[Data extracted from a collection]
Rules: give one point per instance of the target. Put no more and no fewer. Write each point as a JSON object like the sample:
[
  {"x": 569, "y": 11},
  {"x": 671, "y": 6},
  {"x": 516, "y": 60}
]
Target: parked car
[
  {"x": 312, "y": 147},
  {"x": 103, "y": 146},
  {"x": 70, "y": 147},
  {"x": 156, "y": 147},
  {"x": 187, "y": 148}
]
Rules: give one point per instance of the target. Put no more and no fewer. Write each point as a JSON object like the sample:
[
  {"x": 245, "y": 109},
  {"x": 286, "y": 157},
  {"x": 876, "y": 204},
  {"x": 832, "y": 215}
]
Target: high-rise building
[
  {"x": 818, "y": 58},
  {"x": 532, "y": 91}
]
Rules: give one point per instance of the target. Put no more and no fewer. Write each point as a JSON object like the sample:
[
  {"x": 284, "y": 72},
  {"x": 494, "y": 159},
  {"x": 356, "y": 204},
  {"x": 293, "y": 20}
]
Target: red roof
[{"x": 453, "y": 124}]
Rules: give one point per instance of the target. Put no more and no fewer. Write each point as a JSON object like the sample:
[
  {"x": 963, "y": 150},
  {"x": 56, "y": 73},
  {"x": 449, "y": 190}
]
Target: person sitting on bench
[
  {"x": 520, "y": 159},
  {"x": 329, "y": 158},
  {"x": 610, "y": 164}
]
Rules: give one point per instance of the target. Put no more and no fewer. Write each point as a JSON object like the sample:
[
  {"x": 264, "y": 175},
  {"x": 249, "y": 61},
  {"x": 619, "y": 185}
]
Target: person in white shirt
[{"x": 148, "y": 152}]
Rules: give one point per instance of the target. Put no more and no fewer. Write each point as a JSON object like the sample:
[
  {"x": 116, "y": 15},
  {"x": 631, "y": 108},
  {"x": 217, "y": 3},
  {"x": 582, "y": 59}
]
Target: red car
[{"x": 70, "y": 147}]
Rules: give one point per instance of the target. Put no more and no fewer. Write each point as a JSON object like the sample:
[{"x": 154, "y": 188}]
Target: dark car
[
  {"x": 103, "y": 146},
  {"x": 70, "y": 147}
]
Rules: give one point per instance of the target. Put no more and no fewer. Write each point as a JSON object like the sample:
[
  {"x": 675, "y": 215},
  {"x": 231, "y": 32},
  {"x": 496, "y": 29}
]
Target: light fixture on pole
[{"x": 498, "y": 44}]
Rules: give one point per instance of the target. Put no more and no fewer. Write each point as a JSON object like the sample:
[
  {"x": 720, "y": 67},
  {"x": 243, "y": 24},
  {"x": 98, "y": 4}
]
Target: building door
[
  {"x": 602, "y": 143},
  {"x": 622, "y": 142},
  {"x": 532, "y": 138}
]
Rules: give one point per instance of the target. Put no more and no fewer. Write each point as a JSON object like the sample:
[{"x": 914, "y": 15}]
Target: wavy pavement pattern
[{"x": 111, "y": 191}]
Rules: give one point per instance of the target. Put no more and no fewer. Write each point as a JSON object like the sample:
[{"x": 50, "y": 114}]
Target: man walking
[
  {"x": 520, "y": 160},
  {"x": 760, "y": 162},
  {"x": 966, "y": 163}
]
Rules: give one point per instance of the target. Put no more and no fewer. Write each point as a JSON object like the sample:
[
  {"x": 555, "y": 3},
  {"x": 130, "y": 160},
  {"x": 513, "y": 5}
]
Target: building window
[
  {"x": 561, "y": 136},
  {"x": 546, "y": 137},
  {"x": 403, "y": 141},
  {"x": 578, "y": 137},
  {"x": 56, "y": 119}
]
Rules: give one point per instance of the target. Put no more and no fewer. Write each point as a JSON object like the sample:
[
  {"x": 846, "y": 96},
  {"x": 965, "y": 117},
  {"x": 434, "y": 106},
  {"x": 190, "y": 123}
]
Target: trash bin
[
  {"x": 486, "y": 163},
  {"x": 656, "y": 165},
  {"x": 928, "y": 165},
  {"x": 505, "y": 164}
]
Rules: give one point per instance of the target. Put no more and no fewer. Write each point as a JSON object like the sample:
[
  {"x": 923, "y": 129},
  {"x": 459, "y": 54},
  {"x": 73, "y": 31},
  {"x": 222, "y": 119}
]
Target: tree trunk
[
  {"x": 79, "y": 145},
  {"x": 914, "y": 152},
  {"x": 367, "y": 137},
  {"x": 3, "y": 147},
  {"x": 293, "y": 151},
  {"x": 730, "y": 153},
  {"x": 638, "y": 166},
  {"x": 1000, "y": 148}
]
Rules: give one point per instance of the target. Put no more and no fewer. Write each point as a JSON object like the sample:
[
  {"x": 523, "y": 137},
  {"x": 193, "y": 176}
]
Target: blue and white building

## Directions
Repeat the entries shown above, every one, word for word.

## Answer for the task
Rules: give one point per instance of the target. Put no more and no fewer. Write each point as a JSON object like the sample:
[
  {"x": 569, "y": 11},
  {"x": 671, "y": 6},
  {"x": 516, "y": 60}
]
Target: parked car
[
  {"x": 312, "y": 147},
  {"x": 103, "y": 146},
  {"x": 70, "y": 147},
  {"x": 156, "y": 147},
  {"x": 187, "y": 148}
]
Rules: give one point per instance of the target. Put no more and no fewer. Write each point as a JSON object like the sample:
[
  {"x": 245, "y": 109},
  {"x": 286, "y": 157},
  {"x": 876, "y": 204},
  {"x": 832, "y": 215}
]
Target: high-rise building
[
  {"x": 818, "y": 58},
  {"x": 532, "y": 91}
]
Rules: give one point per instance of the target. Put no more and no fewer. Write each point as a JSON object like the sample:
[
  {"x": 284, "y": 72},
  {"x": 494, "y": 159},
  {"x": 356, "y": 204},
  {"x": 293, "y": 20}
]
Target: red roof
[{"x": 453, "y": 124}]
Rules: give one point per instance of the target. Put no more and no fewer. Write each point as a JSON object like the sample:
[
  {"x": 963, "y": 150},
  {"x": 56, "y": 73},
  {"x": 449, "y": 190}
]
Target: person sitting on bench
[
  {"x": 520, "y": 159},
  {"x": 329, "y": 158},
  {"x": 610, "y": 164}
]
Rules: give one point per instance of the target. Put no more and no fewer. Write each point as a JSON object like the sample:
[
  {"x": 264, "y": 175},
  {"x": 249, "y": 61},
  {"x": 619, "y": 185}
]
Target: person in white shirt
[{"x": 148, "y": 152}]
Rules: give one point per instance of the target. Put no more and no fewer. Write each point as a JSON object like the sample:
[
  {"x": 116, "y": 15},
  {"x": 631, "y": 108},
  {"x": 217, "y": 3},
  {"x": 582, "y": 59}
]
Target: red car
[{"x": 70, "y": 147}]
Rules: give one point per instance of the target. Put no more and no fewer. Write each point as a JSON object like the sample:
[{"x": 154, "y": 188}]
Target: dark car
[
  {"x": 103, "y": 146},
  {"x": 70, "y": 147}
]
Rules: give one point per instance of the target. Put no more and no fewer. Write each point as a JSON object like the sample:
[
  {"x": 675, "y": 215},
  {"x": 231, "y": 32},
  {"x": 496, "y": 29}
]
Target: light fixture on pole
[{"x": 498, "y": 44}]
Rules: give one point per instance of the target. Put no more and no fewer. Write each point as a JSON object like the sample:
[
  {"x": 720, "y": 67},
  {"x": 243, "y": 24},
  {"x": 98, "y": 4}
]
Target: building door
[
  {"x": 602, "y": 143},
  {"x": 622, "y": 142},
  {"x": 532, "y": 138}
]
Rules: give one point per instance of the target. Put no more and no fewer. Write each point as a JSON object like the sample:
[{"x": 914, "y": 15}]
Target: wavy pavement pattern
[{"x": 111, "y": 191}]
Rules: give one point per instance of the target. Put no more and no fewer. Write each point as a JSON object like the sample:
[{"x": 50, "y": 114}]
Target: man walking
[
  {"x": 520, "y": 160},
  {"x": 760, "y": 162},
  {"x": 966, "y": 163}
]
Rules: give one point per instance of the target. Put no more and no fewer. Write each point as a JSON object like the sample:
[
  {"x": 555, "y": 3},
  {"x": 130, "y": 160},
  {"x": 513, "y": 5}
]
Target: building window
[
  {"x": 561, "y": 136},
  {"x": 546, "y": 137},
  {"x": 403, "y": 141},
  {"x": 578, "y": 137},
  {"x": 56, "y": 119}
]
Rules: give one point per instance of the target. Put no more and no fewer. Write each point as a JSON object like the sample:
[
  {"x": 846, "y": 96},
  {"x": 965, "y": 117},
  {"x": 434, "y": 106},
  {"x": 190, "y": 123}
]
Target: trash bin
[
  {"x": 486, "y": 163},
  {"x": 656, "y": 165},
  {"x": 928, "y": 165},
  {"x": 505, "y": 164}
]
Rules: give one point per instance of the target. Put no more and no fewer. Write each point as a JSON object like the sample:
[
  {"x": 923, "y": 129},
  {"x": 459, "y": 54},
  {"x": 73, "y": 31},
  {"x": 222, "y": 119}
]
Target: tree trunk
[
  {"x": 79, "y": 145},
  {"x": 914, "y": 152},
  {"x": 367, "y": 137},
  {"x": 3, "y": 147},
  {"x": 293, "y": 151},
  {"x": 730, "y": 153},
  {"x": 638, "y": 166},
  {"x": 1000, "y": 148}
]
Rules: give one point per instance of the target. Put no more and no fewer. Write each point as a JSON object like the sample:
[
  {"x": 523, "y": 137},
  {"x": 193, "y": 176}
]
Target: blue and white building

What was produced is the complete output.